DATA EXTRACT:
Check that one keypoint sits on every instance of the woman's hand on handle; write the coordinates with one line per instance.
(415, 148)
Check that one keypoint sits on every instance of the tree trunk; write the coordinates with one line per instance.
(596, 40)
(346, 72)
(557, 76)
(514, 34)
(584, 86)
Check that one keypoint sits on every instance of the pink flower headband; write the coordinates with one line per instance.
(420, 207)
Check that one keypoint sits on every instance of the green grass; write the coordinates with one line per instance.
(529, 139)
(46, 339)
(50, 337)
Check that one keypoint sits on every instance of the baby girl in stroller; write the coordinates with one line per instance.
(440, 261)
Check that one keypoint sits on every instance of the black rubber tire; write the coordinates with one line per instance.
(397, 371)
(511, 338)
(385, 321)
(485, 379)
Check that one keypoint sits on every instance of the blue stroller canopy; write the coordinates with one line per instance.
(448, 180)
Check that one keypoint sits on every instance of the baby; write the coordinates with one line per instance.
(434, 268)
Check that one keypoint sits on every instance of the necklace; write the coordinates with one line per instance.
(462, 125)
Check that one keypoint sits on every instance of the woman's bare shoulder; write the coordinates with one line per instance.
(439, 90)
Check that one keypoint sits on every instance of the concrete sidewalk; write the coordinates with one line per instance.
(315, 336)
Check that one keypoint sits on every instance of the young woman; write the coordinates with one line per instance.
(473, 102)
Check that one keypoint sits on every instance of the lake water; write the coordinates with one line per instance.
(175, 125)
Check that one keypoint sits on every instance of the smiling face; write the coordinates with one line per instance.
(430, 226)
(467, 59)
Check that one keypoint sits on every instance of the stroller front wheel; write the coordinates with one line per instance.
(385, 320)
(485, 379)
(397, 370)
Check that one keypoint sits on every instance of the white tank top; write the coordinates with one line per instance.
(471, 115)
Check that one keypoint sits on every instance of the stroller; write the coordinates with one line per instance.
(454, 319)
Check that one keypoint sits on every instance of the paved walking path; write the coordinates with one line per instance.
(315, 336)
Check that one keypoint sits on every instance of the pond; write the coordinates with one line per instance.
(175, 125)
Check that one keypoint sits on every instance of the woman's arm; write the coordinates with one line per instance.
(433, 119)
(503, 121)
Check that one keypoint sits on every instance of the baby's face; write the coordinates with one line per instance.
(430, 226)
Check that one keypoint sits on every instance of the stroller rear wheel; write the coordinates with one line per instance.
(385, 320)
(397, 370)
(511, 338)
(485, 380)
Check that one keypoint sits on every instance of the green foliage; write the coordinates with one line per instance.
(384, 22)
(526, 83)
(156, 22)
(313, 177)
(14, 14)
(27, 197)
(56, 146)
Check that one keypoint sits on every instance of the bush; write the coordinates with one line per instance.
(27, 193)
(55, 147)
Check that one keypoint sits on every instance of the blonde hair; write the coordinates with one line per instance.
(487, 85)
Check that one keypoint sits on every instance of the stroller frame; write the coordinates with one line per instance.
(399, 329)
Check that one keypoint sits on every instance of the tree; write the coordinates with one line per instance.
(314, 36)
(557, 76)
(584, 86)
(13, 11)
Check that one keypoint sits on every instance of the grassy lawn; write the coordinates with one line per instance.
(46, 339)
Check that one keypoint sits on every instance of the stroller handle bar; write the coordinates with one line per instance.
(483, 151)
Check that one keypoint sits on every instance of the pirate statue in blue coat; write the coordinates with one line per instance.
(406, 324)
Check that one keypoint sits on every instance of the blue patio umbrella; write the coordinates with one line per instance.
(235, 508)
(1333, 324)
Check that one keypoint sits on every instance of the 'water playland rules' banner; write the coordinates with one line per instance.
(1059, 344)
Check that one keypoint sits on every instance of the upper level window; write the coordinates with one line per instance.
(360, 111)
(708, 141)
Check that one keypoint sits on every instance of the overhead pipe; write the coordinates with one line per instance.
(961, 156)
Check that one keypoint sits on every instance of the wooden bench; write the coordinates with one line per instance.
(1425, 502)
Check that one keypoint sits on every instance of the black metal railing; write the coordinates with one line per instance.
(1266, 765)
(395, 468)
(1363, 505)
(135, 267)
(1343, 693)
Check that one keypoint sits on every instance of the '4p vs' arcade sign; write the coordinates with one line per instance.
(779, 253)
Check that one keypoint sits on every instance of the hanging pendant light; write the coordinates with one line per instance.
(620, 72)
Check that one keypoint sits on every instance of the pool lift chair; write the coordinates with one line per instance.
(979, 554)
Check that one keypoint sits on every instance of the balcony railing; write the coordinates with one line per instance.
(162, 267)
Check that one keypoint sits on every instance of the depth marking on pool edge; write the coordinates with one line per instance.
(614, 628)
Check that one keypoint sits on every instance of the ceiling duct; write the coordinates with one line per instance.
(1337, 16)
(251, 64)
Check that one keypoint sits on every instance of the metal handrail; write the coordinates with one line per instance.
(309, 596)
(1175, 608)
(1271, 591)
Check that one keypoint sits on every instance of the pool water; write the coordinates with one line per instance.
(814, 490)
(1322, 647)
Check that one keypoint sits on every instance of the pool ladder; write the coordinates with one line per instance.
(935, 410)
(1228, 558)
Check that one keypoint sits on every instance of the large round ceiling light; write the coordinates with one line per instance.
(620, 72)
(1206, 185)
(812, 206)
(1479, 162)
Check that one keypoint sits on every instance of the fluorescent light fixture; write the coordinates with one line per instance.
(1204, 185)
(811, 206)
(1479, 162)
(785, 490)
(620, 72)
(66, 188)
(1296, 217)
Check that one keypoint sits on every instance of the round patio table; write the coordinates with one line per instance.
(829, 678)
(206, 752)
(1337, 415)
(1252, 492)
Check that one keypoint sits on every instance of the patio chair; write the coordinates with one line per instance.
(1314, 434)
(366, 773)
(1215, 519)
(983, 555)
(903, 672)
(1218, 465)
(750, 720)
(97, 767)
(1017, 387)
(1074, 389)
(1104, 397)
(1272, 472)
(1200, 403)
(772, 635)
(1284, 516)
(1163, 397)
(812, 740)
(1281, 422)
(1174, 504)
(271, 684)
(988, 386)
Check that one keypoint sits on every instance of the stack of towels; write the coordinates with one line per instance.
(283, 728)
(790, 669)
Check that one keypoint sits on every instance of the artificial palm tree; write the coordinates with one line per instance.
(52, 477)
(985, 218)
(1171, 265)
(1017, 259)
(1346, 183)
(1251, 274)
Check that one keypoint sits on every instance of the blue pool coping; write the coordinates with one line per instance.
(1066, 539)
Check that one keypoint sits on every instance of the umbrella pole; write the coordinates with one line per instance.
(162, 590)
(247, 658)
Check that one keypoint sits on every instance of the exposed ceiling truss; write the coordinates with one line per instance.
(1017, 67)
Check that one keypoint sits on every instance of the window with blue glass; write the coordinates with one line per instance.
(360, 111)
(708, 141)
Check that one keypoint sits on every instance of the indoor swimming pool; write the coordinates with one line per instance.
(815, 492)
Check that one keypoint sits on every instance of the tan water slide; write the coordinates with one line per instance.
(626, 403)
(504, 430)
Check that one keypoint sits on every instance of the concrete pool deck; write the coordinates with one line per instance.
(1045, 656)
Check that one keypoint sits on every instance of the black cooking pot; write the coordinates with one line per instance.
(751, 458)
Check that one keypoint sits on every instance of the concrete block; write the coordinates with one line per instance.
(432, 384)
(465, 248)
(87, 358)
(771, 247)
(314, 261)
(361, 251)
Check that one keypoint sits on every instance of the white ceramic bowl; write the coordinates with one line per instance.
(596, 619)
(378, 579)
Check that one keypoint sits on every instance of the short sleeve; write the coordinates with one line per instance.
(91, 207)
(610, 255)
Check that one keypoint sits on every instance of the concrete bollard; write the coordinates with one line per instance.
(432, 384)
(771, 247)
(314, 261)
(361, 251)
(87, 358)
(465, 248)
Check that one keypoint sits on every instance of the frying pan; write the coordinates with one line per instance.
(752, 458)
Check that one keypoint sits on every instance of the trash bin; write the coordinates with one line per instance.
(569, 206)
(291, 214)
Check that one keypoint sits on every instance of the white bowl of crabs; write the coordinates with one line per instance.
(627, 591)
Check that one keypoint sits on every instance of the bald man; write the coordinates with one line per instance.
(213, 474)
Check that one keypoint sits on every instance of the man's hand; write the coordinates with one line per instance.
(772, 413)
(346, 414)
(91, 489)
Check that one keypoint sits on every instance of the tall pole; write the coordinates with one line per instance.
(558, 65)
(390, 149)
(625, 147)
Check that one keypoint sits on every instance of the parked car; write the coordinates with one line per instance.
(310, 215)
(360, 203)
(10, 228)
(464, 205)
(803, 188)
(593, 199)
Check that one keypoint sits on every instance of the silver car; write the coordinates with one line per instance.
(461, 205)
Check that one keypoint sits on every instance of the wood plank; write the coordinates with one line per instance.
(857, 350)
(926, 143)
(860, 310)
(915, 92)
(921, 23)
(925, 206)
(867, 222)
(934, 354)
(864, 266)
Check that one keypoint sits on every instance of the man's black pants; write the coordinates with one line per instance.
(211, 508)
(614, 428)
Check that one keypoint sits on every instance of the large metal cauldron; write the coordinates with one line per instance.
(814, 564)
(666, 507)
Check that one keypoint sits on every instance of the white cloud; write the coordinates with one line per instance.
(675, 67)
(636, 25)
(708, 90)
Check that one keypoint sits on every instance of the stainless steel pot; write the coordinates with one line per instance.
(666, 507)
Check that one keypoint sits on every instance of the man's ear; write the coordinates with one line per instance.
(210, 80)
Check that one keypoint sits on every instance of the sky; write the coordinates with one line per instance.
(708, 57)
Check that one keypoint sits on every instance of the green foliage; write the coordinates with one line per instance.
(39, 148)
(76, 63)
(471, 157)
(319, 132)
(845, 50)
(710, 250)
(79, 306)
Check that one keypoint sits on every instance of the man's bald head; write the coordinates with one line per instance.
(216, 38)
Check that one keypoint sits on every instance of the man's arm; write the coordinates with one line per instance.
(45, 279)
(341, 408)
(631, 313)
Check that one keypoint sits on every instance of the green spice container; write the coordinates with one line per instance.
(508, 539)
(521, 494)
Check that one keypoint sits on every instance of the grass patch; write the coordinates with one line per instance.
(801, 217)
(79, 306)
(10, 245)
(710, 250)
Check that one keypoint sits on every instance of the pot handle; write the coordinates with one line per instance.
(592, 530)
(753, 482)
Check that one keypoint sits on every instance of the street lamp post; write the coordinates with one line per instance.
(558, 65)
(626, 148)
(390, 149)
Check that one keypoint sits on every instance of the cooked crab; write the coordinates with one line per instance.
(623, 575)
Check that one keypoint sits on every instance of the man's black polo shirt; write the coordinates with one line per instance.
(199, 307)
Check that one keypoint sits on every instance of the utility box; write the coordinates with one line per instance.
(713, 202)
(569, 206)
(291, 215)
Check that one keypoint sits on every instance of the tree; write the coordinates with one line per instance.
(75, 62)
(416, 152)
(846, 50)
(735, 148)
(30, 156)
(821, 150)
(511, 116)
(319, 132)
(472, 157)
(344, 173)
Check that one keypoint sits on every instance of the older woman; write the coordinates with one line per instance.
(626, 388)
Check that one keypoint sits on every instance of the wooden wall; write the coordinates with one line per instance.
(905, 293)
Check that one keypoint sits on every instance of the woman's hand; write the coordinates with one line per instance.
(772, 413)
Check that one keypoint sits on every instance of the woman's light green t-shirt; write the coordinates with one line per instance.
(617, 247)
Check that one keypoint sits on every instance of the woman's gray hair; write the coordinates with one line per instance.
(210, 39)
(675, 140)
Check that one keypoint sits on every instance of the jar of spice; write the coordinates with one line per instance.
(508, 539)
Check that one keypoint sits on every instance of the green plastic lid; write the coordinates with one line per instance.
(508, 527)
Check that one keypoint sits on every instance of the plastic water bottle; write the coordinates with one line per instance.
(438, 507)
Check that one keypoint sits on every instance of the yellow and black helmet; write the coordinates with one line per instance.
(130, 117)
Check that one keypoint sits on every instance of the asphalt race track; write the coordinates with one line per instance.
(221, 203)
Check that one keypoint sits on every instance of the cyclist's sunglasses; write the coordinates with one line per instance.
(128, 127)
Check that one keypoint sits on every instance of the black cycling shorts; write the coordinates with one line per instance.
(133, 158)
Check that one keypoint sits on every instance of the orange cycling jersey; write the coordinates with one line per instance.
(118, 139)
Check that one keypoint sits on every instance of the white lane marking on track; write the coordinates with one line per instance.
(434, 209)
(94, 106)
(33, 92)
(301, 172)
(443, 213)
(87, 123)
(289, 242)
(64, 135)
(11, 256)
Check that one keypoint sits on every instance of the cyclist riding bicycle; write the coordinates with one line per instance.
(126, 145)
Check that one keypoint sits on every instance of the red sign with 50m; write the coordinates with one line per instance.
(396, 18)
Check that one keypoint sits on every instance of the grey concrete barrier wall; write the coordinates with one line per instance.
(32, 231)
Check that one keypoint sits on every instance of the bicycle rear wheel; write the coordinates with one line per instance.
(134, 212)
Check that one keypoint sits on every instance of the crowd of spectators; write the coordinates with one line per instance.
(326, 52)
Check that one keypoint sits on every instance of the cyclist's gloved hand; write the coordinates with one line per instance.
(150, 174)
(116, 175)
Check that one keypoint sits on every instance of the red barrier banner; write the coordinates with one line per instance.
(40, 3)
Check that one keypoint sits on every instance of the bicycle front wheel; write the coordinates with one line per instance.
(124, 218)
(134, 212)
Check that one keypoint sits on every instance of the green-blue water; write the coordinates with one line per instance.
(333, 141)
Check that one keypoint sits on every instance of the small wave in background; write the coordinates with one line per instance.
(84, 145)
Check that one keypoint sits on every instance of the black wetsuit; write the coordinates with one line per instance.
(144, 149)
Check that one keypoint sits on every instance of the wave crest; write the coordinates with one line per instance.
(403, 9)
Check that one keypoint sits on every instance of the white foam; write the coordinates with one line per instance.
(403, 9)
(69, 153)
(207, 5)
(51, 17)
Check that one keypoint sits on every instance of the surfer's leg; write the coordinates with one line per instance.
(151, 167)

WORK ORDER: Taking the line that contains "Check that one keypoint sits on every instance of the small" as the starting point, copy every line through the end of the listing exactly, and write nothing further.

RESULT BELOW:
Check that one keypoint sits on every instance of the small wave in background; write the coordinates with one line per instance.
(84, 145)
Check that one keypoint sits on every instance of the black wetsuit; write the coordinates with one line per instance.
(144, 149)
Check that one keypoint sits on every instance of the wave crest; write the coordinates with one line per instance.
(403, 9)
Check that one keypoint sits on every instance of the white foam; write the coordinates with one line per instance.
(403, 9)
(69, 153)
(207, 5)
(51, 17)
Check that one keypoint sits on every instance of the surfer's leg; write the coordinates with one line per instance.
(151, 167)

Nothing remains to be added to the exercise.